AIM OF THE EXERCISE:
In the thread below, condense the paragraph beginning "This one is my bad" into a short bulleted list that keeps its main facts.

Huh, this makes sense, but for some reason Apple clang is fine with it. In
any case, I see that we can optionally specify the expected types of the
arguments by using svwhilelt_b8_u32() (or _u64, etc.). IMHO that is far
clearer. I'm going to add that to all intrinsics that support it in the
next version of the patch set.

--
nathan

#35Nathan Bossart
nathandbossart@gmail.com
In reply to: Nathan Bossart (#34)
Re: [PATCH] SVE popcount support

Committed.

On Fri, Mar 28, 2025 at 10:25:26AM -0500, Nathan Bossart wrote:

On Thu, Mar 27, 2025 at 03:31:27PM +0700, John Naylor wrote:

On Thu, Mar 27, 2025 at 10:38 AM Nathan Bossart
<nathandbossart@gmail.com> wrote:

I also noticed a silly mistake in 0003 that would cause us to potentially
skip part of the tail. That should be fixed now.

I'm not sure whether that meant it could return the wrong answer, or
just make more work for paths further down.
If the former, then our test coverage is not adequate.

This one is my bad. I think the issue is that I'm writing this stuff on a
machine that doesn't have SVE, so obviously my tests are happy as long as
the Neon stuff is okay. We do have some tests in bit.sql that should in
theory find this stuff. I'll be sure to verify all of this on a machine
with SVE...

I verified that the tests failed without this fix on a machine with SVE.

--
nathan

DATA SECTION:
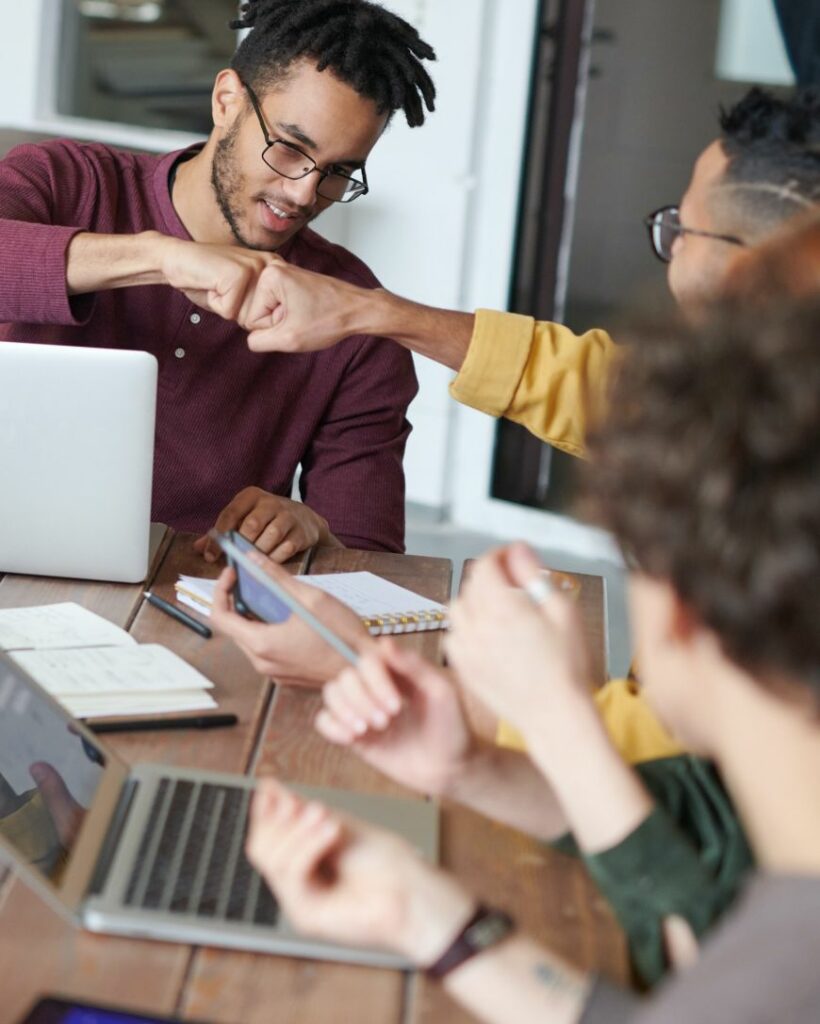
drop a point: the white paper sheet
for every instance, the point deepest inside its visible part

RESPONSE TO THIS TASK:
- The writer takes the blame for the mistake.
- The likely cause is that the writer develops on a machine without SVE, so the tests pass as long as the Neon code works.
- Tests in bit.sql should, in theory, catch this kind of problem.
- The writer will verify everything on a machine with SVE.